HOW TO COMPLETE THIS TASK> Set down exactly, with nothing added, the lines from the one containing "117L473 103L456 107L451" through the end of the entries.

Stored records:

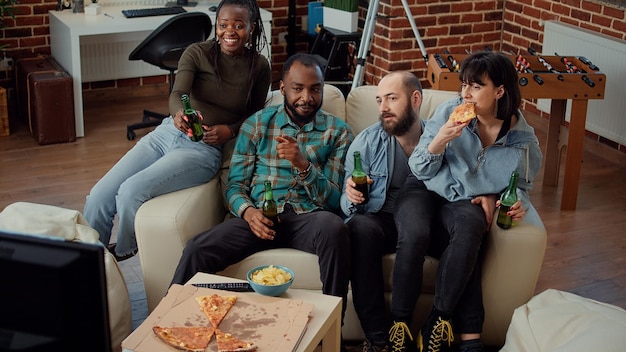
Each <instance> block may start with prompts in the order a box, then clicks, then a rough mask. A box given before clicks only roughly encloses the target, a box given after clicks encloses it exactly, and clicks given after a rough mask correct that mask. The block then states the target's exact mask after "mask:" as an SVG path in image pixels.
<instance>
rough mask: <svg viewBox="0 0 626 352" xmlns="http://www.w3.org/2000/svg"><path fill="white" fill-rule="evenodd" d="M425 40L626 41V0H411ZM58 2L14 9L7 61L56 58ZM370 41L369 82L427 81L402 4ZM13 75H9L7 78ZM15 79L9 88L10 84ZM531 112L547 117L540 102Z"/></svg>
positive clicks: (473, 42)
mask: <svg viewBox="0 0 626 352" xmlns="http://www.w3.org/2000/svg"><path fill="white" fill-rule="evenodd" d="M258 1H259V5H260V6H261V7H262V8H264V9H267V10H269V11H271V12H272V14H273V23H272V42H273V43H274V44H273V45H272V58H273V60H272V61H273V63H272V67H273V72H274V80H275V81H278V79H279V78H280V70H281V69H282V64H283V62H284V61H285V60H286V58H287V47H286V44H285V43H279V40H278V38H279V34H280V33H283V32H287V28H288V16H287V14H288V9H289V0H258ZM294 1H296V4H297V5H296V28H301V25H302V22H301V21H302V17H303V16H306V15H307V11H308V6H307V4H308V1H304V0H294ZM407 3H408V4H409V6H410V9H411V13H412V15H413V17H414V19H415V23H416V25H417V28H418V30H419V34H420V38H421V40H422V42H423V44H424V46H425V48H426V51H427V53H441V52H443V51H444V50H449V51H450V52H452V53H463V52H465V50H466V49H467V50H471V51H476V50H482V49H484V48H485V47H486V46H488V47H490V48H492V49H493V50H503V51H514V52H517V51H518V50H525V49H526V48H528V47H533V48H534V49H536V50H537V51H538V52H541V43H542V40H543V38H542V33H543V30H542V27H541V22H542V21H545V20H560V21H563V22H567V23H570V24H573V25H576V26H580V27H582V28H587V29H590V30H592V31H596V32H599V33H603V34H606V35H610V36H613V37H616V38H620V39H625V40H626V17H625V16H626V15H625V13H626V8H625V7H626V2H625V1H622V0H603V1H600V0H557V1H548V0H507V1H504V0H496V1H487V0H472V1H470V0H447V1H445V0H407ZM367 6H368V2H367V1H366V0H361V3H360V9H359V11H360V24H359V25H360V28H362V26H363V21H364V18H365V12H366V10H367ZM55 7H56V0H20V1H19V4H18V5H16V8H15V15H16V18H15V20H13V19H11V18H7V19H6V20H5V24H6V25H7V28H5V29H4V30H2V32H3V33H2V34H3V36H2V38H1V39H0V44H9V48H8V49H7V50H6V53H7V55H8V56H10V57H13V58H19V57H24V56H33V55H36V54H49V53H50V37H49V27H48V23H49V19H48V14H47V13H48V11H49V10H52V9H54V8H55ZM66 11H67V10H66ZM378 13H379V17H378V18H377V20H376V27H375V31H374V32H375V33H374V35H373V38H372V42H371V46H370V49H371V53H370V55H369V57H368V60H367V63H366V65H365V70H364V73H365V74H364V77H365V82H366V83H367V84H377V83H378V81H379V80H380V77H382V76H383V75H384V74H386V73H387V72H389V71H392V70H397V69H405V70H411V71H414V72H415V73H416V74H417V75H418V76H419V77H421V78H422V79H423V82H424V85H425V86H428V83H427V81H426V80H425V75H426V64H425V61H424V59H423V58H422V53H421V50H420V48H419V45H418V42H417V40H416V38H415V35H414V34H413V31H412V29H411V26H410V23H409V21H408V20H407V18H406V14H405V11H404V8H403V6H402V2H401V0H382V1H381V2H380V6H379V11H378ZM309 40H310V38H308V36H307V35H306V34H303V33H299V34H298V35H297V37H296V51H297V52H306V51H308V45H309V42H308V41H309ZM7 77H8V78H7ZM11 77H12V72H11V71H0V79H3V78H4V80H3V81H4V83H3V85H5V86H6V85H7V84H9V85H10V84H11V82H10V80H11ZM7 81H8V83H7ZM150 82H151V83H158V82H164V77H157V78H152V79H143V80H142V79H134V80H125V81H122V82H99V83H95V84H92V85H86V86H85V89H93V88H111V87H116V86H117V87H120V86H127V85H134V84H144V83H150ZM524 108H525V109H528V110H531V111H534V112H537V113H541V112H540V111H538V110H537V109H536V108H535V107H534V102H533V101H530V102H527V103H526V104H525V106H524Z"/></svg>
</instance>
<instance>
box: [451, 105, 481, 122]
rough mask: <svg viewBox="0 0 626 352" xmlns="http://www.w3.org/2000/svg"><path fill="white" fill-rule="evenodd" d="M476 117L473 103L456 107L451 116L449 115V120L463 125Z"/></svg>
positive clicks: (454, 109)
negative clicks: (450, 120) (461, 123)
mask: <svg viewBox="0 0 626 352" xmlns="http://www.w3.org/2000/svg"><path fill="white" fill-rule="evenodd" d="M475 117H476V107H475V106H474V103H463V104H461V105H459V106H457V107H456V108H455V109H454V111H453V112H452V114H450V120H452V121H454V122H460V123H465V122H468V121H470V120H471V119H473V118H475Z"/></svg>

RESULT OF THIS EXERCISE>
rough mask: <svg viewBox="0 0 626 352" xmlns="http://www.w3.org/2000/svg"><path fill="white" fill-rule="evenodd" d="M476 117L473 103L456 107L451 116L449 115V120L463 125Z"/></svg>
positive clicks: (454, 109)
negative clicks: (450, 120) (461, 123)
mask: <svg viewBox="0 0 626 352" xmlns="http://www.w3.org/2000/svg"><path fill="white" fill-rule="evenodd" d="M475 117H476V107H475V106H474V103H463V104H461V105H459V106H457V107H456V108H455V109H454V111H453V112H452V114H450V120H452V121H454V122H460V123H465V122H468V121H470V120H471V119H473V118H475Z"/></svg>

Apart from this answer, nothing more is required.